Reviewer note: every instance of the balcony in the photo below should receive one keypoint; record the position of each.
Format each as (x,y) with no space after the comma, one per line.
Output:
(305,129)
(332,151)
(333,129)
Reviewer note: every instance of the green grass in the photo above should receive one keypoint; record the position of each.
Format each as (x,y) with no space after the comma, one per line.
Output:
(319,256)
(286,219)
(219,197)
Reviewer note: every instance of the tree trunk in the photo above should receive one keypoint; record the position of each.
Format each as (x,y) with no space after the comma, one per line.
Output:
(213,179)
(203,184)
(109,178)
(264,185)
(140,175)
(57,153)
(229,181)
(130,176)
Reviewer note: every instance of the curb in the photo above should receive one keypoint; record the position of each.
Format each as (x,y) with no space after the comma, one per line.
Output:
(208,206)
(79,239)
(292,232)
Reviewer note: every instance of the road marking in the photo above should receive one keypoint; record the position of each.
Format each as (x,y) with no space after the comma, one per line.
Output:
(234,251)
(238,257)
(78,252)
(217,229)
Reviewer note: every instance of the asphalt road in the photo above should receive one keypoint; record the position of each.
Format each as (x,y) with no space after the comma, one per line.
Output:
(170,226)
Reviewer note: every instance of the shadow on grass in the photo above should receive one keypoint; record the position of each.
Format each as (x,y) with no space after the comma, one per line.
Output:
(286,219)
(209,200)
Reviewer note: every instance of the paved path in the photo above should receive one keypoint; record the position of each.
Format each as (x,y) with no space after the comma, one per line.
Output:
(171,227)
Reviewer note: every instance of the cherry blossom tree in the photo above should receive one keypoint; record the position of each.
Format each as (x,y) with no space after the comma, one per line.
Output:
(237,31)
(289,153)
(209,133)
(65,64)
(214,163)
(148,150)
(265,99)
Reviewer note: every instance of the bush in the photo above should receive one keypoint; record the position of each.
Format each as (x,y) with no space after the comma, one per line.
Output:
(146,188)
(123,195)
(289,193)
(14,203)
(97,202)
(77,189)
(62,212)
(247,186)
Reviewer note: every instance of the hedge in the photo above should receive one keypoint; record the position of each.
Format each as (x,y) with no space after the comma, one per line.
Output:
··········
Yapılacak iş:
"Reviewer note: every instance of the road" ifadesini içeren satırla başlayıp kayıtların sonuna kadar uzanan bölümü, iki uç da dahil olmak üzere yeniden boyutlandırır mısın? Bu satırların tamamını istekler dahil yeniden ver; yalnızca yanıtlardaki koordinat sayılarını 2,4 ile çarp ve buçukları yukarı yuvarlayarak tam sayıya çevir.

Tamamlanan alıştırma:
Reviewer note: every instance of the road marking in the photo above should receive one keypoint; record the position of each.
Format each as (x,y) with no space after the comma, one per line.
Output:
(562,602)
(571,617)
(187,605)
(521,550)
Reviewer note: every instance of the asphalt road in the photo above should receive one keypoint; record the position of each.
Format each as (x,y) with no space after the comma, one per line.
Output:
(408,542)
Reviewer note: every instance of the shadow on grass in the photo above should receive one keypoint; record the position of each.
Format each as (x,y) with no space after the comma, one per line.
Output:
(686,526)
(502,480)
Reviewer note: every instance of the paved path in the photo above should receive one keypoint; record the position of each.
Format each as (x,y) with no space after the comma, one per line.
Output:
(410,545)
Reviewer note: every instance of the cherry blossom tree in the photo above should receive one keypoint; record the position of each.
Format each as (x,y) with no space after the comma, one per line.
Output:
(569,74)
(694,367)
(502,319)
(156,154)
(514,391)
(355,360)
(636,238)
Reviewer note: every instance of the bush in the photo above should receive one keypoint; record the position of each.
Format each as (x,y) with no space after the comma, one per line.
Output:
(350,451)
(295,468)
(694,463)
(34,487)
(233,485)
(185,454)
(149,509)
(593,446)
Reviewer note: every instance of the hedge in the photo above should receive one keypoint; record the position of each.
Format each as (x,y) with no space after the comma, one per line.
Output:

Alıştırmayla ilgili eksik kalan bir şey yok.